#### Job
Copy the listing below word for word, leaving out the pictures.

#### Data rows
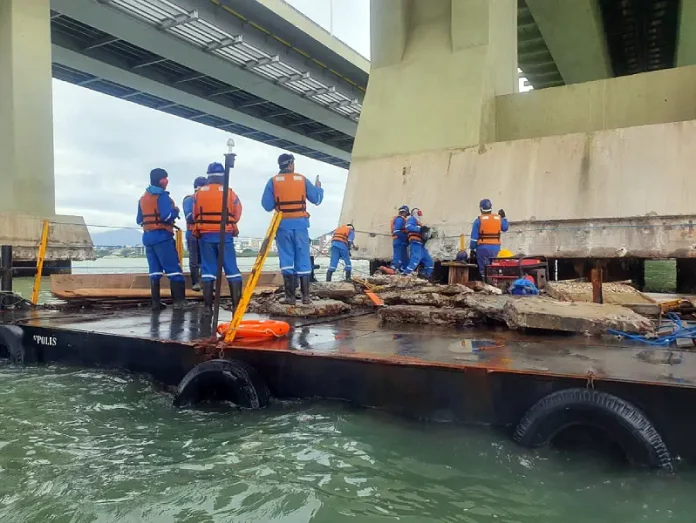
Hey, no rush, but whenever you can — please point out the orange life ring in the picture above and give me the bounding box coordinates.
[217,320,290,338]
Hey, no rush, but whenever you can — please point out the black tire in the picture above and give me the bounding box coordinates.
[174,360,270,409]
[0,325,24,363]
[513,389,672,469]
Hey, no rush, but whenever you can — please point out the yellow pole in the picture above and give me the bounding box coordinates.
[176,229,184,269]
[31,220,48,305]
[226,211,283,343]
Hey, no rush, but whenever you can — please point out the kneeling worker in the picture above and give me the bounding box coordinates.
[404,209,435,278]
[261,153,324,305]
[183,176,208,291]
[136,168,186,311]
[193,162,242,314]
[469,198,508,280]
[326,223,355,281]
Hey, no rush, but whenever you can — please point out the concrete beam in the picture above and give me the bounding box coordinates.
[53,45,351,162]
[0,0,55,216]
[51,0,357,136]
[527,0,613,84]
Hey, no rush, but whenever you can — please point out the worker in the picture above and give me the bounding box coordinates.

#### Answer to the exercise
Hey, no rush, but whenever you can — please point out the orange life ring in the picture above and give me the bounding box coordinates.
[217,320,290,338]
Hey, no rush, but whenever you can — please point out the black tire in the picture above and give me the bounding box coordinates.
[174,360,270,409]
[0,325,24,363]
[513,389,672,469]
Hey, no rush, but whenever you can — please point out the yellow pole in the picture above and give me the bounding box coordinates.
[176,229,184,269]
[31,220,48,305]
[226,211,283,343]
Hey, no rush, but whenever you can — please point out the kneeling worker in the picture above and give me the bounding box coordinates.
[404,209,435,278]
[261,153,324,305]
[183,176,208,291]
[136,168,186,311]
[193,162,242,314]
[469,198,508,280]
[326,223,355,281]
Hey, no rush, but whenever you can — please point out the concrete beam in the picture above and give me the bounding box coordinates.
[53,45,351,162]
[0,0,55,216]
[51,0,357,136]
[527,0,613,84]
Hey, no rush, but whenever you can — please point out the worker in the picture above and give me the bounding box coordinates.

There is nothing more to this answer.